Extracted entries:
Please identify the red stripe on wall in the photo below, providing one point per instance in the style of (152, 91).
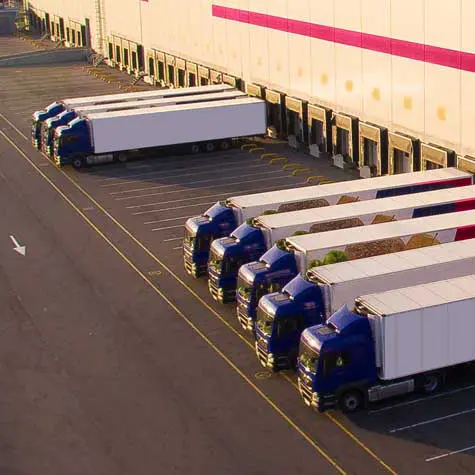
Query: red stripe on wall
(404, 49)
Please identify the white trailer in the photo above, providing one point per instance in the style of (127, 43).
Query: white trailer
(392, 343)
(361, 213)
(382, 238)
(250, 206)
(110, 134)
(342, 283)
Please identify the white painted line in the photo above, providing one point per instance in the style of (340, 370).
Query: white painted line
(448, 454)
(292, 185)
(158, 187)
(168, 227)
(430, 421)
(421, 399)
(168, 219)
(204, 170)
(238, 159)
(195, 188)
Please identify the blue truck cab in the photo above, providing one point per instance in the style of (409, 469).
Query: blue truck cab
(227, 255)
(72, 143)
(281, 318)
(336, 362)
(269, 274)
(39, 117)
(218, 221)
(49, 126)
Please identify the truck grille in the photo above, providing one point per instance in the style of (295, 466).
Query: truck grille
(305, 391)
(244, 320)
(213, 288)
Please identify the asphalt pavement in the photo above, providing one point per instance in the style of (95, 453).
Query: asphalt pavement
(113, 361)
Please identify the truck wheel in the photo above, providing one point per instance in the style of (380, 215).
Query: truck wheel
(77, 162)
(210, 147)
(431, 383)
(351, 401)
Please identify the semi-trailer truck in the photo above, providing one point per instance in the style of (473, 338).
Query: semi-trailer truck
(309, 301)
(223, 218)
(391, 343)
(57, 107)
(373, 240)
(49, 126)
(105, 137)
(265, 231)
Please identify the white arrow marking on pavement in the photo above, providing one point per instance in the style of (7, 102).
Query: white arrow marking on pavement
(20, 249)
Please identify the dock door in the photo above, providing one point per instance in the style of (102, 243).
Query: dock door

Stated problem:
Reproduce the rows from the line containing "Please identify the blue" through the end of the rows, changing "truck wheel" to "truck tire" and leaving everything else unchanged.

Response:
Please identify the blue truck cab in the photo above, providing one point per instance in the style of (409, 469).
Query: blue truck cab
(227, 255)
(72, 143)
(281, 318)
(336, 362)
(269, 274)
(39, 117)
(218, 221)
(49, 126)
Please identify the truck grille in the photo above, providing one point per instance in the style of (295, 466).
Query: truck grille
(305, 391)
(244, 320)
(213, 288)
Please identify the asphalt pavement in the photo above, providing one point per instance in the style of (95, 453).
Query: asphalt pavement
(113, 361)
Please identify the truck tire in the photo above, providing one point per instance in the style of (380, 215).
Query: truck tire
(77, 162)
(210, 147)
(431, 383)
(351, 401)
Please identify the semi-trailer truck in the photo above, providing one point per instance in the style of (473, 338).
Query: semi-trailer truck
(309, 301)
(223, 218)
(391, 343)
(57, 107)
(373, 240)
(49, 126)
(105, 137)
(265, 231)
Please identify the white arrow marking on pavement in the photo above, providing one point per instance in the style of (7, 102).
Query: white arrow marking on pavement
(20, 249)
Please identify the dock door in the photo above, providing one point per instance in the style of (102, 243).
Query: dock door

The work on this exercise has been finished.